▸ TASK REQUIREMENTS
Answer these questions using the editorial on the 116th Congress:
1. According to the editorial, since what year had Democrats not led the House of Representatives?
2. How old is the youngest representative elected this year, and what is her name?
3. In which newspaper did the editorial appear?

▸ EXCERPT TO READ
○ ○ ○

By Columbia Basin Herald Editorial Board
The members of the 116th United States Congress took their places earlier this month, with Republicans still in control of the Senate and Democrats leading the House of Representatives for the first time since 1995. The new legislature is exceptionally diverse in many areas: race, age, gender, religion.
To say this comes at a divisive time in American politics is like saying Washingtonians are kind of partial to the Seahawks. With a president who seemingly can’t go a day without tweeting something controversial, extreme right- and left-wing factions literally brawling in the streets and social media figures competing to see who can spawn the most outrageous conspiracy theory, our political landscape has come to resemble a war zone. Not a nice, chivalrous battlefield, either, but a take-no-prisoners, salted-earth campaign of terror. Political warriors seem to have no limit to the amount of damage they’re willing to do to the country as long as their opponents are hurt worse.
In this toxic environment, many Democrats believe that their victory in the House is an opportunity — no, a mandate — to bring down the Trump presidency like a White House-sized game of Jenga. Even as special counsel Robert Mueller continues to investigate one allegation after another against the president, his family and his subordinates, Democrats are champing at the bit to bring articles of impeachment, even if they don’t yet know on what grounds. Rep. Rashida Tlaib, D-Michigan, famously announced her intention to do just that, calling the president an obscene name in the process to thunderous applause.
But despite what Tlaib and others of her party may think, destroying the president is not the primary purpose of the Legislative Branch. Legislating is. Congress has a plethora of challenges ahead of it. The government is shut down, and wall or no wall, some serious changes are going to have to be made in addressing illegal immigration. Battles also loom ahead over the usual issues: gun control, abortion, religious freedom vis-a-vis gay rights, trade imbalances, environmental issues and so forth. There’s more than enough to keep Congress occupied for the next few years. Yet all this pales, in the eyes of many, beside the need to “get Trump.”
Did the Clinton impeachment teach us nothing? The youngest representative elected this year, 29-year-old Alexandria Ocasio-Cortez, wasn’t even out of grade school when the GOP brought that silly, smutty circus to town. And in the end, for all the news ink spilled and hot air spouted, Clinton remained firmly in office until the end of his second term. Imagine how much could have been done if Congress had simply left him alone and done its job.
Lawmakers, your job is not to get Trump out of the White House. That’s the voters’ job (if they choose to) in 2020. Your job is to represent your respective districts the best way you can and enact the laws that this country desperately needs. Give the posturing a rest and tackle some real issues.
The above editorial appeared in Thursday’s Columbia Basin Herald, Moses Lake.

○ ○ ○

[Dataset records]

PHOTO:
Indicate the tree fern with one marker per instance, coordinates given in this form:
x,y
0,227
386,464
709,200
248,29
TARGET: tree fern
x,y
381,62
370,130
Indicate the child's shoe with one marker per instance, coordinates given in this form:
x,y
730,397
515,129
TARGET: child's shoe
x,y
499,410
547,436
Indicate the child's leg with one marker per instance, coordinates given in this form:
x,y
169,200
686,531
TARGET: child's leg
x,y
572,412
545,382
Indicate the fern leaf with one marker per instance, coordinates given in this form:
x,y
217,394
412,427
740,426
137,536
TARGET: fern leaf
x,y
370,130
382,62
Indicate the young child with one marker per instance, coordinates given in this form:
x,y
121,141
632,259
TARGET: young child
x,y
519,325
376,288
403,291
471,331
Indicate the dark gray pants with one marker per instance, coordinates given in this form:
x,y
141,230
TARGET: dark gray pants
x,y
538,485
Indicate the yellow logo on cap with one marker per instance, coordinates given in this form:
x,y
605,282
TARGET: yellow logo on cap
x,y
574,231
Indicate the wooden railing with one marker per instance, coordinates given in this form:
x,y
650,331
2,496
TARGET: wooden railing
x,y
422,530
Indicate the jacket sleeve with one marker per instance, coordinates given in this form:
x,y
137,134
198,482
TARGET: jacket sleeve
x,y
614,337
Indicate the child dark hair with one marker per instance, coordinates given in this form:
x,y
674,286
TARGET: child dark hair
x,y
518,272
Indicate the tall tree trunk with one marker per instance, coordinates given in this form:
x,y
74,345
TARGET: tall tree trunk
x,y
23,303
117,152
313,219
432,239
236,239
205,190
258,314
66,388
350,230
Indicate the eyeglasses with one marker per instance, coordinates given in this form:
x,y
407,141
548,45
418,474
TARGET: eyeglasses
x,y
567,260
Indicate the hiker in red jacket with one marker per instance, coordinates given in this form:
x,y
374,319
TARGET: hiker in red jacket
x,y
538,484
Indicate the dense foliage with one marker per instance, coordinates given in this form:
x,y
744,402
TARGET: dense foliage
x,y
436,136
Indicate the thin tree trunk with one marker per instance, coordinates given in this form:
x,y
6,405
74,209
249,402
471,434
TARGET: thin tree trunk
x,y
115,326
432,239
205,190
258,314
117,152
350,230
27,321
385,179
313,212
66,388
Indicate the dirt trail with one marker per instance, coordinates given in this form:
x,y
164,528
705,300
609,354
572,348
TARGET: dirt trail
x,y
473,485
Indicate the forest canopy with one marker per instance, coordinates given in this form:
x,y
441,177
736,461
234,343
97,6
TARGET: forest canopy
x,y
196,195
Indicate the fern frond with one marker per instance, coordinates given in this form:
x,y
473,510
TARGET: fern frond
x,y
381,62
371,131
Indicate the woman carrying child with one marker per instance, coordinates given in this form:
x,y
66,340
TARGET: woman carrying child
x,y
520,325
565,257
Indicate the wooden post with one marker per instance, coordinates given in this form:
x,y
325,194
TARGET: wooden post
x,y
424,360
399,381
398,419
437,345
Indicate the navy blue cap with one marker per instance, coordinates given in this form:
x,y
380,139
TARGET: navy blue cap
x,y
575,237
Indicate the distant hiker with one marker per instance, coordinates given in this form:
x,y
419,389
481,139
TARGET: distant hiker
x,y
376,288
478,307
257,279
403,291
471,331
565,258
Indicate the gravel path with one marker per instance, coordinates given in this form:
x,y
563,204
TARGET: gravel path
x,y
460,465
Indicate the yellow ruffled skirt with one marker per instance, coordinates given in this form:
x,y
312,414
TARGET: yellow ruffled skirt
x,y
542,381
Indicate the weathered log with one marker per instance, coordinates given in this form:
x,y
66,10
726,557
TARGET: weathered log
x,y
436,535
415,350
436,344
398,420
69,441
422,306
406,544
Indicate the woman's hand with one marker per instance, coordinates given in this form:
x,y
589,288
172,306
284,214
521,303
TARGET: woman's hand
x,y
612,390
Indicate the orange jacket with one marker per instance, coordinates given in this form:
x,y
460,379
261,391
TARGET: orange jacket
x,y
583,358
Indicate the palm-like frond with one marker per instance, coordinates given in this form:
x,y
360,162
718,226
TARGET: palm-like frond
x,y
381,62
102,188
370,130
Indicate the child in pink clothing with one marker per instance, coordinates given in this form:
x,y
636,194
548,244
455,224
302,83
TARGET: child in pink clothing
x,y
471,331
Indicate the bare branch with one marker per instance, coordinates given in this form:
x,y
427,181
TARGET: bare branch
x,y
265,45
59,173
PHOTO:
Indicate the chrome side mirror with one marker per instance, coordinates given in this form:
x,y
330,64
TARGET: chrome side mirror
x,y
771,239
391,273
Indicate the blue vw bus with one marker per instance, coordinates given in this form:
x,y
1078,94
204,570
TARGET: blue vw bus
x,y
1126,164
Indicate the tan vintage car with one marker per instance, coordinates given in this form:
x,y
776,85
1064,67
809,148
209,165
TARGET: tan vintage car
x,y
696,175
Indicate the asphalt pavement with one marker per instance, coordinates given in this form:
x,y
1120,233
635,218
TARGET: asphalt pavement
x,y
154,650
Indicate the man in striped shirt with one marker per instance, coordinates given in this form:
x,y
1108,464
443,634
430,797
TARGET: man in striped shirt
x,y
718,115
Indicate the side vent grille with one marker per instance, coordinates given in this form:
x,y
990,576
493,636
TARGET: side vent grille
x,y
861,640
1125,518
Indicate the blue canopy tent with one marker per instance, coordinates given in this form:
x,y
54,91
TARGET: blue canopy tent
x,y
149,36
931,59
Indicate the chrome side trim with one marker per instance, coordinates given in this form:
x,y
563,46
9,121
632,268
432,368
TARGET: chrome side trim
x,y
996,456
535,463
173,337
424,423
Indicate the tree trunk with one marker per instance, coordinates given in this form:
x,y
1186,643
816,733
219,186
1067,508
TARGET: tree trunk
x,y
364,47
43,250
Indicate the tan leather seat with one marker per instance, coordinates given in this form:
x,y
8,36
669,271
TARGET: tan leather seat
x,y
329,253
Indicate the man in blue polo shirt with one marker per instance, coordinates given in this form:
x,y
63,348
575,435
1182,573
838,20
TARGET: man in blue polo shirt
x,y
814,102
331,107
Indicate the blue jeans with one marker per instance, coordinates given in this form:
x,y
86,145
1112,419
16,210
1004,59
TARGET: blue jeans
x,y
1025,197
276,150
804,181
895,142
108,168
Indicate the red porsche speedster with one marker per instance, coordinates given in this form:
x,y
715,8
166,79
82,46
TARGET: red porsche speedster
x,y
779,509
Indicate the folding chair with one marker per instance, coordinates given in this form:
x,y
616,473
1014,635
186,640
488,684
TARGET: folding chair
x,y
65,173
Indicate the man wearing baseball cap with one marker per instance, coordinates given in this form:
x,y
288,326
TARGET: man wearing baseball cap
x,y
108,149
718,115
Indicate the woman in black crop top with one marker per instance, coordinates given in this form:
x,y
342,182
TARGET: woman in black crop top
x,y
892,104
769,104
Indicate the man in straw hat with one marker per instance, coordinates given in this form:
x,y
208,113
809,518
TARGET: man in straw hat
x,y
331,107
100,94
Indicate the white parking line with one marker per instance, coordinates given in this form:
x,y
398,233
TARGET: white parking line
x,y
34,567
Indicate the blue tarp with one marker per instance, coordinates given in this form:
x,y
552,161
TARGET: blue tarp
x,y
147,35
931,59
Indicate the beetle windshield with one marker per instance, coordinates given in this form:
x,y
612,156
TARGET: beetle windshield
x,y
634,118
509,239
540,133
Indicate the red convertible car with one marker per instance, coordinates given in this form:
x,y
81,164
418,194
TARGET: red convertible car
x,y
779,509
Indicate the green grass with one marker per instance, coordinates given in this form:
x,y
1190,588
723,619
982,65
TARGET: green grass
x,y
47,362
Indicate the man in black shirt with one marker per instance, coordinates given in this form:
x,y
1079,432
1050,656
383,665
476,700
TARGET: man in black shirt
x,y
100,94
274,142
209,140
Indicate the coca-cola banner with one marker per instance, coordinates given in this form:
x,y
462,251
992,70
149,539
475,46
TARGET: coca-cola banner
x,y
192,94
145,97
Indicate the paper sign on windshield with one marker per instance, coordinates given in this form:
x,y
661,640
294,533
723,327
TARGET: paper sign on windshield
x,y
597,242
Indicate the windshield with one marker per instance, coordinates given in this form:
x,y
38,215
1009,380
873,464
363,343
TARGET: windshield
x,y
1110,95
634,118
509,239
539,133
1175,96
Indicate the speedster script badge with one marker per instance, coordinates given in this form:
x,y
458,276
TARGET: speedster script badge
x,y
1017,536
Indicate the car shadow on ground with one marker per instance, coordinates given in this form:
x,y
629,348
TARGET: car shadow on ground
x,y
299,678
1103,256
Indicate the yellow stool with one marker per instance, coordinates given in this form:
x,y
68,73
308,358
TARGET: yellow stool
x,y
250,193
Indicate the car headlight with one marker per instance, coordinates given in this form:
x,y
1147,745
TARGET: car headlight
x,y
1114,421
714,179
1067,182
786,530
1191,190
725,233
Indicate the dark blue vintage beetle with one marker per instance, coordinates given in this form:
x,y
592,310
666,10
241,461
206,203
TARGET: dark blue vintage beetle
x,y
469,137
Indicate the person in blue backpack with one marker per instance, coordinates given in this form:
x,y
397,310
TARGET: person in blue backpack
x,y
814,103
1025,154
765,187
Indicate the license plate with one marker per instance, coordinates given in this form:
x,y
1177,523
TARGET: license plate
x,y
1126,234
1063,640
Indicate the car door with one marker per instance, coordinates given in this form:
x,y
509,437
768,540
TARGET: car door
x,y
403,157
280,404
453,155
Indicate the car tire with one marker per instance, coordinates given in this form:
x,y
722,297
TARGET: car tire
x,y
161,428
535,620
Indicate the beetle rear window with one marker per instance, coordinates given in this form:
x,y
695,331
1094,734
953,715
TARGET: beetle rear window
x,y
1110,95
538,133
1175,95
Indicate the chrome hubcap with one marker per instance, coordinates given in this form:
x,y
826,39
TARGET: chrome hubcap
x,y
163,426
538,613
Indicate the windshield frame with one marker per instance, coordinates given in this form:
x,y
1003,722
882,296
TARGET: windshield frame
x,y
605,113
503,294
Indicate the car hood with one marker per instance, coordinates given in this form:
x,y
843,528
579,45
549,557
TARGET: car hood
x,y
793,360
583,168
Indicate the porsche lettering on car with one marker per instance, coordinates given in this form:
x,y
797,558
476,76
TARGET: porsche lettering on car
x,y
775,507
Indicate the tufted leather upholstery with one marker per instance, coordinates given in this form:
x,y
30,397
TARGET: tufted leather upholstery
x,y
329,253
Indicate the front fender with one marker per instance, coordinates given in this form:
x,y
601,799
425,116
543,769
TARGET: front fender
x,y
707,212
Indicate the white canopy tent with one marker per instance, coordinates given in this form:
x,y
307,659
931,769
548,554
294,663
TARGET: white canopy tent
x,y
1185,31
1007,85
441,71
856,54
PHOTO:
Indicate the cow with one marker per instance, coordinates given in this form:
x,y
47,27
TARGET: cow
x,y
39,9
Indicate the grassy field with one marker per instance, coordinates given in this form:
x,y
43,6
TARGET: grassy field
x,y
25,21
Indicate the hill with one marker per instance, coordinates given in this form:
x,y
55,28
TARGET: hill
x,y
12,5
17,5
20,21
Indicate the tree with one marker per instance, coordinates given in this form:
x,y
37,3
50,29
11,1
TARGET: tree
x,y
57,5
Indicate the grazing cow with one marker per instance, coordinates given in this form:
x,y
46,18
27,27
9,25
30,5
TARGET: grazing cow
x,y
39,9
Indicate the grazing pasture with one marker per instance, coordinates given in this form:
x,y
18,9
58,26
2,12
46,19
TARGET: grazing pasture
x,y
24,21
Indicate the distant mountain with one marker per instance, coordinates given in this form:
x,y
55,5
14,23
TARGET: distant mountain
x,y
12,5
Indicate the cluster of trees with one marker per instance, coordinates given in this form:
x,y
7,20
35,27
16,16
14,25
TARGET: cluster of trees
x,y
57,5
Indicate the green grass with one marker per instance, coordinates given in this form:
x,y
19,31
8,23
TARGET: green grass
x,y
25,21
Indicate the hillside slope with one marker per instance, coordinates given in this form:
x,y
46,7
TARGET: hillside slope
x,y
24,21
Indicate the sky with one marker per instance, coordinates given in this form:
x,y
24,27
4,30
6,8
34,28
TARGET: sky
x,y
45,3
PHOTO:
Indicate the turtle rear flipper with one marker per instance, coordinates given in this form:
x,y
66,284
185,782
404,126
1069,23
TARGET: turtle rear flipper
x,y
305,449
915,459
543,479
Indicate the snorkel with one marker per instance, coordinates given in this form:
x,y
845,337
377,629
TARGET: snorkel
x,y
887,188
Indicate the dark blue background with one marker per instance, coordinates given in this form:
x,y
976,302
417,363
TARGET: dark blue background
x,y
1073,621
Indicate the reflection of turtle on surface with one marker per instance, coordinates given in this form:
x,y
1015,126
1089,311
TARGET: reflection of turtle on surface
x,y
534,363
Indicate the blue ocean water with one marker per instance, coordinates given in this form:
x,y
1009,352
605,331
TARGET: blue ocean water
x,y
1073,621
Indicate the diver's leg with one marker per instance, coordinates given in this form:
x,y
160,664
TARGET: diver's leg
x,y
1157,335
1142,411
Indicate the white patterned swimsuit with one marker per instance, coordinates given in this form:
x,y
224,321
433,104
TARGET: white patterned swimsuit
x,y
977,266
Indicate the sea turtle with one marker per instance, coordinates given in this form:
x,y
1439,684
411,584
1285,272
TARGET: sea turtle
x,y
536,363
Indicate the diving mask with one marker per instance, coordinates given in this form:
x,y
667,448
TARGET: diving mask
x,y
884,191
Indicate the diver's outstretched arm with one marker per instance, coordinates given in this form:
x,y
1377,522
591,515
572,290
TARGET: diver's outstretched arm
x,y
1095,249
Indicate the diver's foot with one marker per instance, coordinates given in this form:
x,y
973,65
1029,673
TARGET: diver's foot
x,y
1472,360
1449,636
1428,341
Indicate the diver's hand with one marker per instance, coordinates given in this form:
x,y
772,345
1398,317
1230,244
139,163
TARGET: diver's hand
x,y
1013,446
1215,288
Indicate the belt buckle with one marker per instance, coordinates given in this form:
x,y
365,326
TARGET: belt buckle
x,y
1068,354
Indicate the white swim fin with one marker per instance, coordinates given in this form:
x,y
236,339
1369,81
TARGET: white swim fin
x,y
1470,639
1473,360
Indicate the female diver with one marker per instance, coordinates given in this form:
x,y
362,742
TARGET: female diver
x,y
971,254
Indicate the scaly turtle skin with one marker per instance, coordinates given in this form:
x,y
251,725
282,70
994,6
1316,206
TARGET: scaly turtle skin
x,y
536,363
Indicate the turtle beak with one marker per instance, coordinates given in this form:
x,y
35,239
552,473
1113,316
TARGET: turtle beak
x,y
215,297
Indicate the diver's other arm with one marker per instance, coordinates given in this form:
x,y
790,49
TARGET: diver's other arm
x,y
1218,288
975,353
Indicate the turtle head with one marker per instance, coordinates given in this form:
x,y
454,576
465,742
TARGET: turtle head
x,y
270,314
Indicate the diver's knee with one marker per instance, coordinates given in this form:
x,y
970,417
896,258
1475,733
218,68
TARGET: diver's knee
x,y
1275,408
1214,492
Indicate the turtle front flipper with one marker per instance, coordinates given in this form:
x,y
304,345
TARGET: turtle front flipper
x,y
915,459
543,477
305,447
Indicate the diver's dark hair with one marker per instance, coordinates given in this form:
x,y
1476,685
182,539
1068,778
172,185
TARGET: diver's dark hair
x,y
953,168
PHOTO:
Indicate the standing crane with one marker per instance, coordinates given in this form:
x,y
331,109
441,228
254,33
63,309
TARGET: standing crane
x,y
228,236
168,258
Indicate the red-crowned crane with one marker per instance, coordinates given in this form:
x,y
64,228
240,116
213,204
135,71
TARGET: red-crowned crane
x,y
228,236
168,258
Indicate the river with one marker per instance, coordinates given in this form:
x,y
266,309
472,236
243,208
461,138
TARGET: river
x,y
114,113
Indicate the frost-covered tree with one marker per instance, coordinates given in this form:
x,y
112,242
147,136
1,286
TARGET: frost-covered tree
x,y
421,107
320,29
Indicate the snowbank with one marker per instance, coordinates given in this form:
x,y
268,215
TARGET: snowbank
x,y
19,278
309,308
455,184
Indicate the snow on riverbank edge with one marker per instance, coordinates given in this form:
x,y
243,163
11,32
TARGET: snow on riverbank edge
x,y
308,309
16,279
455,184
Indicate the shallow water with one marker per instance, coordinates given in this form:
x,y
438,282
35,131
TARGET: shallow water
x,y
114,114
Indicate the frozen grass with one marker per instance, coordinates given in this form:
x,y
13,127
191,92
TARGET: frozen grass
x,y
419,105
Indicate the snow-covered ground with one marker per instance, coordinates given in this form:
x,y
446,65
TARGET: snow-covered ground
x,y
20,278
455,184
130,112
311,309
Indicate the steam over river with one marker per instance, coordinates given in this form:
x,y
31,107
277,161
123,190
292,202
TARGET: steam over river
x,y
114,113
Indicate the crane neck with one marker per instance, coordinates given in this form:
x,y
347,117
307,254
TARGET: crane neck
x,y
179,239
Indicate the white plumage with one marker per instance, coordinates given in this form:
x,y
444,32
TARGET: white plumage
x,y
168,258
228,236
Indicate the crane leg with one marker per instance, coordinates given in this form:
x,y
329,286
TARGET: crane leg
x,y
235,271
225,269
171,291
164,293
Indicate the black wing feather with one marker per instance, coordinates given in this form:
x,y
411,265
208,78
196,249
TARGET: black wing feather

○ ○ ○

▸ SOLVED PROBLEM
1. 1995
2. 29, Alexandria Ocasio-Cortez
3. Thursday's Columbia Basin Herald, Moses Lake